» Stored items

-- -- --

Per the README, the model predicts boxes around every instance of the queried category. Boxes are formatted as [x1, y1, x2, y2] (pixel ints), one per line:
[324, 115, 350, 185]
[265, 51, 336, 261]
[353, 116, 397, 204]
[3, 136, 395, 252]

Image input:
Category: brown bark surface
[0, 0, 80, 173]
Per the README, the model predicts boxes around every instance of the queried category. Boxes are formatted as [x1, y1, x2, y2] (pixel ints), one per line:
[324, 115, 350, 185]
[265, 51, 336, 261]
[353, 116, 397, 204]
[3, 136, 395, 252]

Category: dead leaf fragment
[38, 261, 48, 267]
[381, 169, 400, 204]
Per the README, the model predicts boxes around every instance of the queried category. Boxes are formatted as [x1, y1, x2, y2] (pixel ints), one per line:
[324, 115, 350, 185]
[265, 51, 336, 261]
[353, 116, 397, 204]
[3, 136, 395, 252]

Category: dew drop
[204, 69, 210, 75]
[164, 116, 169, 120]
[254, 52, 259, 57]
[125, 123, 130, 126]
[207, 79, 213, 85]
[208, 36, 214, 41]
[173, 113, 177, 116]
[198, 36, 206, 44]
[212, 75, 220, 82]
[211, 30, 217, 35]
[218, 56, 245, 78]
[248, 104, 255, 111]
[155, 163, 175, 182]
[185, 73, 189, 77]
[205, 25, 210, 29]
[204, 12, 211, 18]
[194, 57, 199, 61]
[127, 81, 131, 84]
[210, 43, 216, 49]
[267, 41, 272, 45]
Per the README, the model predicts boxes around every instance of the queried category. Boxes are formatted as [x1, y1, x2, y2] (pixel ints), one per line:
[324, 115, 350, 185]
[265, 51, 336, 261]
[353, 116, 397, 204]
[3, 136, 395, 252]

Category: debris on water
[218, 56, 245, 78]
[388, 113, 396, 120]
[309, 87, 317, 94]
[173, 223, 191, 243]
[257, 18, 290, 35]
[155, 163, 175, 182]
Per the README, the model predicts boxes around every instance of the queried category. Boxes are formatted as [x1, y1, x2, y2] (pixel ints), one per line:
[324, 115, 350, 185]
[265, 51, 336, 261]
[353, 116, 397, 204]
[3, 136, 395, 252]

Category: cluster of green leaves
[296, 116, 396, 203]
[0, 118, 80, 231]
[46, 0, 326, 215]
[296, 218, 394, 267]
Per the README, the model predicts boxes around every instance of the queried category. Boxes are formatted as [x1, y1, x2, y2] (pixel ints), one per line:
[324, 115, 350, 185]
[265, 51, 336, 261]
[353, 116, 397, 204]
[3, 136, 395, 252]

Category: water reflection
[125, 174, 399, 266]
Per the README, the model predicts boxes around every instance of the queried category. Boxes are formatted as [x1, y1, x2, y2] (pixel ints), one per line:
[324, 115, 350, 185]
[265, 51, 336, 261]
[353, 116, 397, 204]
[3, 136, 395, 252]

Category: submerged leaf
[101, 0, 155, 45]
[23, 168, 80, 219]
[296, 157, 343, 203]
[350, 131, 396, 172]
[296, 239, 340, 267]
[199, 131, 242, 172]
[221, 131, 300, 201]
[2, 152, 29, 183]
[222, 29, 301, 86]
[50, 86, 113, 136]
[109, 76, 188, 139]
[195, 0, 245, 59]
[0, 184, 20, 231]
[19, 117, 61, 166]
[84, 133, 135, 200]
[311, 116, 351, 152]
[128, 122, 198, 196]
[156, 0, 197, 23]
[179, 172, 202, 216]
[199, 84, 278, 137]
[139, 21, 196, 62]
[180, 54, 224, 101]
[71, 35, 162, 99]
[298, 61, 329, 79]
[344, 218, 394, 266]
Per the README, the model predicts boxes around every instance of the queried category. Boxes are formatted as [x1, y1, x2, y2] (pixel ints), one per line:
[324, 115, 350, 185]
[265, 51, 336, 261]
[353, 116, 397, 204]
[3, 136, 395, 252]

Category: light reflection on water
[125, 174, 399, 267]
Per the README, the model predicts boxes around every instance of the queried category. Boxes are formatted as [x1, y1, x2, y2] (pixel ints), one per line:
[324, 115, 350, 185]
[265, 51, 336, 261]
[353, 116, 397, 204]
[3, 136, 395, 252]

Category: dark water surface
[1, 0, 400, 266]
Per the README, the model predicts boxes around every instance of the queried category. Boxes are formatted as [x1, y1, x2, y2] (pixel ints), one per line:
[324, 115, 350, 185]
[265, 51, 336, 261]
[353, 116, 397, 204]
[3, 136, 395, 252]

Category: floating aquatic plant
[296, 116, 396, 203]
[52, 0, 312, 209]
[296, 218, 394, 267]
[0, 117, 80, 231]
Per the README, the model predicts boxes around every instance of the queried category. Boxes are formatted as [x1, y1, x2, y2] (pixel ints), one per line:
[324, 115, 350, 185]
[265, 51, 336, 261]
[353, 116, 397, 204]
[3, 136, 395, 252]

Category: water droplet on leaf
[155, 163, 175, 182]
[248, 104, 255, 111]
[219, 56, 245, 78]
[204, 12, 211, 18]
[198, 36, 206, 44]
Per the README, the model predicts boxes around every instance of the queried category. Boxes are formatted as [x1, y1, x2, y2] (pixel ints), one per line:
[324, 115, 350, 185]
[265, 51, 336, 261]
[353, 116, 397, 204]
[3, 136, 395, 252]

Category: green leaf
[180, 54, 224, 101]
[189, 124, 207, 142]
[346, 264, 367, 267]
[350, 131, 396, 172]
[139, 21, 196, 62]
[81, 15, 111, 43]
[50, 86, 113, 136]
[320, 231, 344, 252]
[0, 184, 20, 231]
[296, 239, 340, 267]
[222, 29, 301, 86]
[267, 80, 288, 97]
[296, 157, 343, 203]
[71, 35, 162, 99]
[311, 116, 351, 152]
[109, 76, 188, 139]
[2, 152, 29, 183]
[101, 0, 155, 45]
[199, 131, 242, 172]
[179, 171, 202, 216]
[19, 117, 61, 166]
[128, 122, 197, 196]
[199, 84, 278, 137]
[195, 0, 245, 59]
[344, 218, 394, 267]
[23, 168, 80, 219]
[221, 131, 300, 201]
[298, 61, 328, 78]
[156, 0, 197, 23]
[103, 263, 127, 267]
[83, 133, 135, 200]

-- -- --

» Assignment
The required answer is the complete data, repeated exactly.

» Completed exercise
Per the README, the model predicts boxes around every instance of the queried category. Boxes are formatted as [x1, y1, x2, y2] (pixel ints), one per line:
[324, 115, 350, 185]
[265, 51, 336, 261]
[353, 116, 397, 204]
[3, 136, 395, 252]

Image input:
Category: brown bark surface
[0, 0, 80, 173]
Per the README, the model predicts boxes around every instance of the queried category. Boxes are formatted as [x1, y1, x2, y2] (pixel ints), one per line:
[324, 115, 350, 185]
[265, 51, 336, 261]
[353, 116, 397, 204]
[3, 136, 395, 252]

Category: dead leaf fragment
[38, 261, 48, 267]
[381, 169, 400, 204]
Per the README, the model predicts boxes around every instance of the queried category. Boxes are formatted as [x1, y1, x2, y2] (pixel ints), one per line:
[324, 115, 350, 185]
[265, 51, 336, 261]
[353, 116, 397, 204]
[3, 136, 395, 252]

Category: dew drop
[204, 69, 210, 75]
[164, 116, 169, 120]
[254, 52, 259, 57]
[125, 123, 130, 126]
[207, 79, 213, 85]
[208, 36, 214, 41]
[173, 113, 177, 116]
[198, 36, 206, 44]
[212, 75, 220, 82]
[211, 30, 217, 35]
[218, 56, 245, 78]
[248, 104, 255, 111]
[155, 163, 175, 182]
[185, 73, 189, 77]
[205, 25, 210, 29]
[204, 12, 211, 18]
[194, 57, 199, 61]
[127, 81, 131, 84]
[210, 43, 216, 49]
[267, 41, 272, 45]
Per the README, the model predicts boxes around every instance of the queried category. Boxes are formatted as [x1, y1, x2, y2] (pixel ints), one per line:
[324, 115, 350, 185]
[265, 51, 336, 261]
[353, 116, 397, 204]
[3, 136, 395, 252]

Category: debris on water
[218, 56, 245, 78]
[388, 113, 396, 120]
[309, 87, 317, 94]
[173, 223, 191, 243]
[257, 18, 290, 35]
[155, 163, 175, 182]
Per the README, the model predicts boxes around every instance of the queried category. Boxes are formatted as [x1, y1, x2, y2] (pixel ints), one per line:
[324, 115, 350, 185]
[265, 51, 336, 261]
[353, 116, 397, 204]
[3, 136, 395, 252]

Category: cluster of green leaves
[296, 116, 396, 203]
[0, 118, 80, 231]
[46, 0, 326, 215]
[296, 218, 394, 267]
Per the README, the model predicts boxes around every instance of the queried category. Boxes are formatted as [x1, y1, x2, y2] (pixel ints), one per line:
[324, 115, 350, 185]
[265, 51, 336, 261]
[353, 116, 397, 204]
[3, 136, 395, 252]

Category: water reflection
[125, 174, 399, 266]
Per the README, the model predicts boxes around every instance of the queried category. Boxes are formatted as [x1, y1, x2, y2] (pixel ints), one per line:
[324, 115, 350, 185]
[265, 51, 336, 261]
[353, 116, 397, 204]
[3, 136, 395, 252]

Category: submerged leaf
[101, 0, 155, 45]
[23, 168, 80, 219]
[296, 157, 343, 203]
[350, 131, 396, 172]
[296, 239, 340, 267]
[199, 131, 242, 172]
[221, 131, 300, 201]
[2, 152, 29, 183]
[222, 29, 301, 86]
[50, 86, 113, 136]
[109, 76, 188, 139]
[195, 0, 245, 59]
[0, 184, 20, 231]
[19, 117, 61, 166]
[84, 133, 135, 200]
[311, 116, 351, 152]
[128, 122, 198, 196]
[156, 0, 197, 23]
[179, 172, 202, 216]
[199, 84, 278, 137]
[139, 21, 196, 62]
[180, 54, 224, 101]
[71, 35, 162, 99]
[298, 61, 329, 79]
[344, 218, 394, 266]
Per the README, the model predicts boxes around every instance of the queried category. Boxes are formatted as [x1, y1, x2, y2] (pixel ints), one per line:
[324, 115, 350, 185]
[265, 51, 336, 261]
[353, 116, 397, 204]
[3, 136, 395, 252]

Category: light reflection on water
[125, 174, 399, 267]
Per the README, the model predicts boxes around every instance of the queried category. Boxes are formatted as [x1, y1, x2, y2] (pixel ints), one per line:
[324, 115, 350, 185]
[265, 51, 336, 261]
[353, 116, 397, 204]
[3, 136, 395, 252]

Category: dark water surface
[1, 0, 400, 266]
Per the README, the model predicts boxes around every instance of the queried category. Boxes are formatted as [x1, y1, x2, y2] (pixel ints), one per line:
[324, 115, 350, 185]
[265, 51, 336, 261]
[353, 116, 397, 204]
[3, 136, 395, 252]

Category: floating aquatic plant
[296, 116, 396, 203]
[52, 0, 312, 209]
[296, 218, 394, 267]
[0, 117, 80, 231]
Per the README, the model predicts boxes around every instance of the queried category. Boxes are formatted as [x1, y1, x2, y2] (pixel ints), one per line:
[324, 115, 350, 185]
[265, 51, 336, 261]
[353, 116, 397, 204]
[3, 136, 395, 252]

Category: water droplet on leaf
[155, 163, 175, 182]
[248, 104, 255, 111]
[219, 56, 245, 78]
[204, 12, 211, 18]
[198, 36, 206, 44]
Per the README, the model predicts boxes around every instance of the queried category. Boxes are formatted as [x1, y1, x2, y2] (pixel ints), one per line:
[324, 115, 350, 185]
[265, 51, 336, 261]
[353, 116, 397, 204]
[3, 136, 395, 252]

Category: green leaf
[180, 54, 224, 101]
[189, 124, 207, 142]
[346, 264, 367, 267]
[350, 131, 396, 172]
[139, 21, 196, 62]
[81, 15, 111, 43]
[50, 86, 113, 136]
[320, 231, 344, 252]
[0, 184, 20, 231]
[296, 239, 340, 267]
[222, 29, 301, 86]
[267, 80, 288, 97]
[296, 157, 343, 203]
[71, 35, 162, 99]
[311, 116, 351, 152]
[109, 76, 188, 139]
[2, 152, 29, 183]
[101, 0, 155, 45]
[199, 131, 242, 172]
[179, 171, 202, 216]
[19, 117, 61, 166]
[128, 122, 197, 196]
[199, 84, 278, 137]
[195, 0, 245, 59]
[344, 218, 394, 267]
[23, 168, 80, 219]
[221, 131, 300, 201]
[298, 61, 328, 78]
[156, 0, 197, 23]
[103, 263, 127, 267]
[83, 133, 135, 200]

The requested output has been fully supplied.